§ **The problem**: Retype the records exactly, with nothing added or dropped.

[Collected data]
[Start of section]

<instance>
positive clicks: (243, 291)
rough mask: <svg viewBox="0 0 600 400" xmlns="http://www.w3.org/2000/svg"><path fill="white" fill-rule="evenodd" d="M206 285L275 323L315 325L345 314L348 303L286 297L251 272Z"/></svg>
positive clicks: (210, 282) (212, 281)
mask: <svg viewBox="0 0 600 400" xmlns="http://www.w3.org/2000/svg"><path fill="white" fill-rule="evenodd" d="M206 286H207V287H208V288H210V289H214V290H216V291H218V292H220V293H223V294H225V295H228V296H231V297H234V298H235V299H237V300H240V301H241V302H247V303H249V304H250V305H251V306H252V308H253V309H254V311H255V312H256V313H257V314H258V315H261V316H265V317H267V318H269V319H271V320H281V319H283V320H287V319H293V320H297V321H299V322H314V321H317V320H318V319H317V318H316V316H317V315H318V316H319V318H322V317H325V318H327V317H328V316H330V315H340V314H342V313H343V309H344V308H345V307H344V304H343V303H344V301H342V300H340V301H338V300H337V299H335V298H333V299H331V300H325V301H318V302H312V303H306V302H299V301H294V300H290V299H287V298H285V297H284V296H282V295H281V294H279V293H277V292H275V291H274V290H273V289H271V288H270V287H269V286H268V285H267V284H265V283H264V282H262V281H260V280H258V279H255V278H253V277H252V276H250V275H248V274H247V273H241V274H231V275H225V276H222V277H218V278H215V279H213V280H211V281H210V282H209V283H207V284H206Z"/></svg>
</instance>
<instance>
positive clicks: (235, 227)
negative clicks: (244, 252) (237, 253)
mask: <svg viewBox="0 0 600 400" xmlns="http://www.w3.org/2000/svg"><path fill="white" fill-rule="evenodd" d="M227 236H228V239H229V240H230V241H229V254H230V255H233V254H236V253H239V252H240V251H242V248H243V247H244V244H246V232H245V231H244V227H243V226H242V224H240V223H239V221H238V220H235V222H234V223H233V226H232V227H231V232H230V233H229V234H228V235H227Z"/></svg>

[End of section]

§ **Completed exercise**:
<instance>
positive clicks: (243, 291)
rough mask: <svg viewBox="0 0 600 400" xmlns="http://www.w3.org/2000/svg"><path fill="white" fill-rule="evenodd" d="M206 285L275 323L315 325L345 314L348 303L286 297L251 272Z"/></svg>
positive clicks: (210, 282) (212, 281)
mask: <svg viewBox="0 0 600 400" xmlns="http://www.w3.org/2000/svg"><path fill="white" fill-rule="evenodd" d="M206 286H207V287H208V288H210V289H214V290H216V291H218V292H220V293H223V294H225V295H228V296H231V297H234V298H235V299H237V300H240V301H241V302H247V303H249V304H250V305H251V306H252V308H253V309H254V311H255V312H256V313H257V314H258V315H261V316H265V317H267V318H269V319H271V320H281V319H283V320H287V319H293V320H297V321H299V322H314V321H317V320H318V319H317V318H316V316H317V315H318V316H319V318H322V317H325V318H327V317H328V316H330V315H340V314H342V313H343V309H344V308H345V307H344V304H343V303H344V301H342V300H340V301H338V300H337V299H335V298H333V299H331V300H325V301H318V302H312V303H306V302H299V301H294V300H290V299H287V298H285V297H284V296H282V295H281V294H279V293H277V292H275V291H274V290H273V289H271V288H270V287H269V286H268V285H267V284H265V283H264V282H262V281H260V280H258V279H255V278H253V277H252V276H250V275H248V274H247V273H241V274H231V275H225V276H222V277H218V278H215V279H213V280H211V281H210V282H209V283H207V284H206Z"/></svg>
</instance>
<instance>
positive clicks: (235, 227)
negative clicks: (244, 252) (237, 253)
mask: <svg viewBox="0 0 600 400" xmlns="http://www.w3.org/2000/svg"><path fill="white" fill-rule="evenodd" d="M227 236H228V239H229V240H230V241H229V254H230V255H233V254H236V253H239V252H240V251H242V248H243V247H244V244H246V232H245V231H244V227H243V226H242V224H240V223H239V221H238V220H235V222H234V223H233V226H232V227H231V232H230V233H229V234H228V235H227Z"/></svg>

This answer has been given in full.